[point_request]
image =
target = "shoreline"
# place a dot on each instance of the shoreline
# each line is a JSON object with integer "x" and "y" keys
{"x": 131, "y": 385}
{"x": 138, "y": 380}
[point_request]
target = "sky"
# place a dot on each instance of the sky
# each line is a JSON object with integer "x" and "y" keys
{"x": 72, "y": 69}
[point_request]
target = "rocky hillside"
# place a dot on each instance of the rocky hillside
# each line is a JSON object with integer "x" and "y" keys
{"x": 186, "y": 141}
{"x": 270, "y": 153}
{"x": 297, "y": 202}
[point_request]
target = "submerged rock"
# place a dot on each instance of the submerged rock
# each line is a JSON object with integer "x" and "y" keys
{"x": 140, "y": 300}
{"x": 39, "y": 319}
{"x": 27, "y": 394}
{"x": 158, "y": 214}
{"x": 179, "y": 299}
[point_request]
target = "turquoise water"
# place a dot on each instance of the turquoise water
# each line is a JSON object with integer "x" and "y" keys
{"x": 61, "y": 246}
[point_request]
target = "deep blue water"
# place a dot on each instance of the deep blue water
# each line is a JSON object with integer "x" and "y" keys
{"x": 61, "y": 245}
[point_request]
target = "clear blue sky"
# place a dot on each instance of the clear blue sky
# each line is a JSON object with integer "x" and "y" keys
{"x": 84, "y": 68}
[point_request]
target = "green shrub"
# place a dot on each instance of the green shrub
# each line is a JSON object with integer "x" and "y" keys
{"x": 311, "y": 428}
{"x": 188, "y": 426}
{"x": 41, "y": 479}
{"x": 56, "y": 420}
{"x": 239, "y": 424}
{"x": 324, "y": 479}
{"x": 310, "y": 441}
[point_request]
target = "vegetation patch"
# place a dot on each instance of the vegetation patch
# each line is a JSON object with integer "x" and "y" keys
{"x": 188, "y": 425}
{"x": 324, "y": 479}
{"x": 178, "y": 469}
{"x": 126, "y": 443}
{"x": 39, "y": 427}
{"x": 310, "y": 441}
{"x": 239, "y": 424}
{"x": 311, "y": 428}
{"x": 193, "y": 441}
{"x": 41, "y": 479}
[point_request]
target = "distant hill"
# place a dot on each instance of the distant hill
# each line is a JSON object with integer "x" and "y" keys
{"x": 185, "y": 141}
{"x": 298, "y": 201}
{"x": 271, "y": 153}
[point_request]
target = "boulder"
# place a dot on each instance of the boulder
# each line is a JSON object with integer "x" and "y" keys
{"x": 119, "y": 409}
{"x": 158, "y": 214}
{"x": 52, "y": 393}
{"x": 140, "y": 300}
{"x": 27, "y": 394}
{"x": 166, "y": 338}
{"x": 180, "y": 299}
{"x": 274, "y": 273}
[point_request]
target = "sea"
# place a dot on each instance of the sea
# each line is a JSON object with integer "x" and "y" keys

——————————

* [Instruction]
Using the data above, output each line exactly.

* [Written response]
[point_request]
image =
target = "shoreline"
# place a dot on each instance of the shoreline
# each line is a JSON object with integer "x" and "y" keys
{"x": 131, "y": 385}
{"x": 138, "y": 380}
[point_request]
target = "sky"
# place a dot on each instance of the sky
# each line is a JSON object with integer "x" and "y" keys
{"x": 72, "y": 69}
[point_request]
target = "rocky hillside"
# place a dot on each instance of the rocky hillside
# each line is a JSON object with integer "x" and "y" keys
{"x": 186, "y": 141}
{"x": 270, "y": 153}
{"x": 297, "y": 202}
[point_request]
target = "submerged rock"
# place a dot on each instance of the submerged rock
# each line is a JSON object with integer "x" and "y" keys
{"x": 140, "y": 300}
{"x": 39, "y": 319}
{"x": 27, "y": 394}
{"x": 158, "y": 214}
{"x": 179, "y": 299}
[point_request]
target = "turquoise water"
# place a dot on each instance of the turquoise water
# each line is a JSON object with integer "x" and "y" keys
{"x": 61, "y": 246}
[point_request]
target = "deep blue water"
# place a dot on each instance of the deep blue water
# each line is a JSON object with integer "x" and "y" keys
{"x": 61, "y": 245}
[point_request]
target = "clear blue sky"
# place a dot on each instance of the clear blue sky
# each line is a JSON object with integer "x" and "y" keys
{"x": 84, "y": 68}
[point_request]
target = "green shrub"
# place a dot on each instance of the green shrub
# each line is a JSON object with integer "x" and "y" keys
{"x": 311, "y": 428}
{"x": 188, "y": 426}
{"x": 41, "y": 479}
{"x": 56, "y": 420}
{"x": 239, "y": 424}
{"x": 324, "y": 479}
{"x": 310, "y": 441}
[point_request]
target = "vegetation patch"
# place a dot on each instance of the vegetation patch
# each line is a JSON object with integer "x" and "y" keys
{"x": 188, "y": 425}
{"x": 324, "y": 479}
{"x": 178, "y": 469}
{"x": 126, "y": 443}
{"x": 39, "y": 427}
{"x": 310, "y": 441}
{"x": 239, "y": 424}
{"x": 311, "y": 428}
{"x": 193, "y": 441}
{"x": 41, "y": 479}
[point_request]
target = "distant hill"
# place a dot on each instance of the distant hill
# each line is a JSON object with integer "x" and "y" keys
{"x": 185, "y": 141}
{"x": 298, "y": 201}
{"x": 271, "y": 153}
[point_request]
target = "boulder"
# place a dot on each instance of the boulder
# each line is a JSON object with integer "x" and "y" keys
{"x": 119, "y": 409}
{"x": 158, "y": 214}
{"x": 52, "y": 393}
{"x": 140, "y": 300}
{"x": 27, "y": 394}
{"x": 166, "y": 338}
{"x": 180, "y": 299}
{"x": 274, "y": 273}
[point_request]
target = "sea"
# place a dot on each instance of the sea
# each line is a JSON object with integer "x" and "y" keys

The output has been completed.